SHORT PROBLEM: Rewrite the records from the line containing "Mark every instance of the elephant" down through the end, swapping "green bush" for "leafy shrub" and leaving everything else unchanged.

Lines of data
────────────────

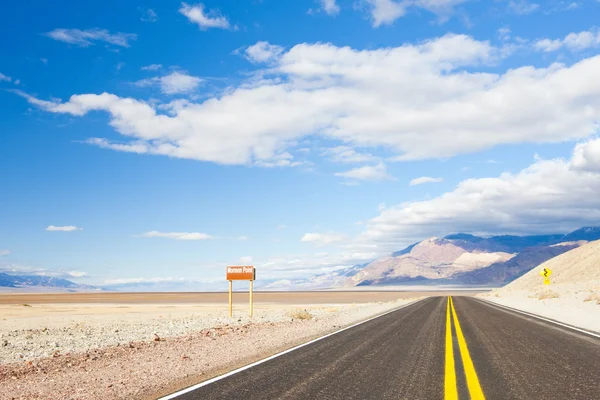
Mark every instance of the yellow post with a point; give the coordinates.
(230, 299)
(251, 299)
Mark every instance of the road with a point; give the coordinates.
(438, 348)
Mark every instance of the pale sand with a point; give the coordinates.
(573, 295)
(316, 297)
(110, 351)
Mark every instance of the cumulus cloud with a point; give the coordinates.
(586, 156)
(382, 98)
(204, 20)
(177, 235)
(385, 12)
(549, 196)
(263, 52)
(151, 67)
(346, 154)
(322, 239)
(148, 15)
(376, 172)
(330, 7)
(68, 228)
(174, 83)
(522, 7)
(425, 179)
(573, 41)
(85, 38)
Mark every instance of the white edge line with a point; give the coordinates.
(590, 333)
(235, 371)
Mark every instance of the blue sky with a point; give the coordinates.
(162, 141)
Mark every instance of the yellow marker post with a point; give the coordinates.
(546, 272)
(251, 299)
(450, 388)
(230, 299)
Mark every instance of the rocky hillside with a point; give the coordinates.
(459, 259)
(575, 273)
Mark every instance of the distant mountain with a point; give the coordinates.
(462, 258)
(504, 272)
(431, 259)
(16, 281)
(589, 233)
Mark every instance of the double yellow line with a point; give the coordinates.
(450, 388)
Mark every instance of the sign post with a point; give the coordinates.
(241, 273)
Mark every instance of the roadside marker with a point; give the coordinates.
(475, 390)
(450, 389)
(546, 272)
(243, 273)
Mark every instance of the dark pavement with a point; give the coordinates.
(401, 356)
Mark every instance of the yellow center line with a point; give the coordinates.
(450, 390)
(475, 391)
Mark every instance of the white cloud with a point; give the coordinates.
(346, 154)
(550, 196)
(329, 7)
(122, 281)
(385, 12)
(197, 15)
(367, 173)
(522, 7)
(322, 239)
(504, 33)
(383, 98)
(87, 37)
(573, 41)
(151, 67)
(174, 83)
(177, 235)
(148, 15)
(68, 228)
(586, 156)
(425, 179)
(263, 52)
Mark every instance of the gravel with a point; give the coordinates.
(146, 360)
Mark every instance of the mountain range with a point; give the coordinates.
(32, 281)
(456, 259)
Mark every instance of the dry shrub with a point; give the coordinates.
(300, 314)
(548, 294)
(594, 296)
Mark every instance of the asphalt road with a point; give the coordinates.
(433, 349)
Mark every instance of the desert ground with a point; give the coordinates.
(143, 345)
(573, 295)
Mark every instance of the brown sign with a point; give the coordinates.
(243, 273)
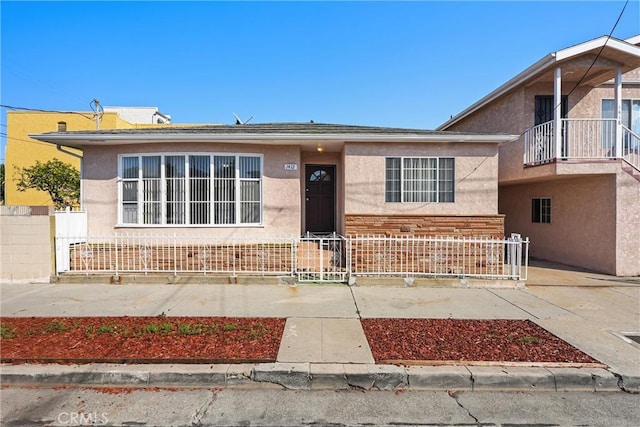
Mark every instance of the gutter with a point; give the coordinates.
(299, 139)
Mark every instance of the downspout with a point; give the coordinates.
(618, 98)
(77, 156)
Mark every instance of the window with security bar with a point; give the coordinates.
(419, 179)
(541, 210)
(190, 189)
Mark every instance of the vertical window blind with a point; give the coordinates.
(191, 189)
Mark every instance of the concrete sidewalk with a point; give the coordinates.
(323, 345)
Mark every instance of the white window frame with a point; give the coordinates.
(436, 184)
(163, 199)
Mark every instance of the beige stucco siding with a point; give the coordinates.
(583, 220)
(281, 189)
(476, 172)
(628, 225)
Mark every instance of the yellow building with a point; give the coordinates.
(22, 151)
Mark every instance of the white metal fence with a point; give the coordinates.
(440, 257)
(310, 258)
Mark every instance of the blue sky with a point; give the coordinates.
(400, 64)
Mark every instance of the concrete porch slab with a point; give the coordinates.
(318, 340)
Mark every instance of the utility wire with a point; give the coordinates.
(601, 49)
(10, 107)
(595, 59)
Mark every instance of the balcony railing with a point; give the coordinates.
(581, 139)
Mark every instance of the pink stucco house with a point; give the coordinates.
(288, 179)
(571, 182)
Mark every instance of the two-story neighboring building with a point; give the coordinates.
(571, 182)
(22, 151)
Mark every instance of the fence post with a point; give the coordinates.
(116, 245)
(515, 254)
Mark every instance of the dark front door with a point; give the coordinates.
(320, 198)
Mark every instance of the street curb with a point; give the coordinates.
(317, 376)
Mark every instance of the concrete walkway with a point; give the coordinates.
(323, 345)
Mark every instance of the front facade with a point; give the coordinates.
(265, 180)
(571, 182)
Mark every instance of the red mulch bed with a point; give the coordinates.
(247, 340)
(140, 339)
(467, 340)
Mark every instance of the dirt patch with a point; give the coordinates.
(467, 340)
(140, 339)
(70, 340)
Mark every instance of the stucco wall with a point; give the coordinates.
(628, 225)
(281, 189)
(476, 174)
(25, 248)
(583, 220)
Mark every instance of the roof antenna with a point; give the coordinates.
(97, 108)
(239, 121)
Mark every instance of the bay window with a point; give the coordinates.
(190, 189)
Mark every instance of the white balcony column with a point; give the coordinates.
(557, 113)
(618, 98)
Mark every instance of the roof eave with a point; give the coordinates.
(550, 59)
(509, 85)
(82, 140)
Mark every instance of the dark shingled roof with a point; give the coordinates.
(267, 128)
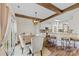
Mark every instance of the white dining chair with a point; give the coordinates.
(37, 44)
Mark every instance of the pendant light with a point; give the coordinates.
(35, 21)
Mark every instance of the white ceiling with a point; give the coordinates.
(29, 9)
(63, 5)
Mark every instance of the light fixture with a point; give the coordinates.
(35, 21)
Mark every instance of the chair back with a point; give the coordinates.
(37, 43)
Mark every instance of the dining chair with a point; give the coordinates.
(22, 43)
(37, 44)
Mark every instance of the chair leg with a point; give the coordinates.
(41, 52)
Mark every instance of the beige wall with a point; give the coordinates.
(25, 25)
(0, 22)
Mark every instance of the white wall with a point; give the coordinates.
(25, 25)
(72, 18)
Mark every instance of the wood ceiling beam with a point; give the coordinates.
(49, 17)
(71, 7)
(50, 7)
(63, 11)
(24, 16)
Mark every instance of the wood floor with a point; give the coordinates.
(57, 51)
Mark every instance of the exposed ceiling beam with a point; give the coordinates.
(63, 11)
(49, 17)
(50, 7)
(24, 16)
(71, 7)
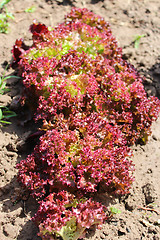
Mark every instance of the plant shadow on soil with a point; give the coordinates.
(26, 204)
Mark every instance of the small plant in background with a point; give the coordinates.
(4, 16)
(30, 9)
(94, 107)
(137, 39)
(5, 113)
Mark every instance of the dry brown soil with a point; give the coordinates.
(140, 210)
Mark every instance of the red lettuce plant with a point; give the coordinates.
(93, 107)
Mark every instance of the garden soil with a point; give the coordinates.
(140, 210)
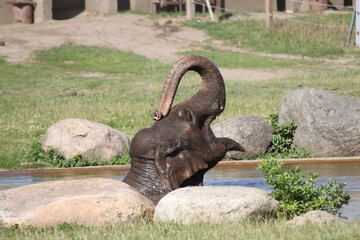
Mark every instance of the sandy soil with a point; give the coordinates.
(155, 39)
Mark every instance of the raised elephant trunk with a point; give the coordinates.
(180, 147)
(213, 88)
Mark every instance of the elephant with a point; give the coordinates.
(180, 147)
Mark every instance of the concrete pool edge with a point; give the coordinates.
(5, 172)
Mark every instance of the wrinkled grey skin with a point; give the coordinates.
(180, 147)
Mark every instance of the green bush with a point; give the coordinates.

────────────────

RESPONSE BELOW:
Mark every instance of the elephant with a point; give the coordinates.
(180, 147)
Mark every instance of the concrete pool edge with a point; give the coordinates.
(5, 172)
Mark every instance of the wrinkled grey skin with a point; give the coordinates.
(180, 147)
Mark every instance of the leafy shrub with a point; give the coordinates.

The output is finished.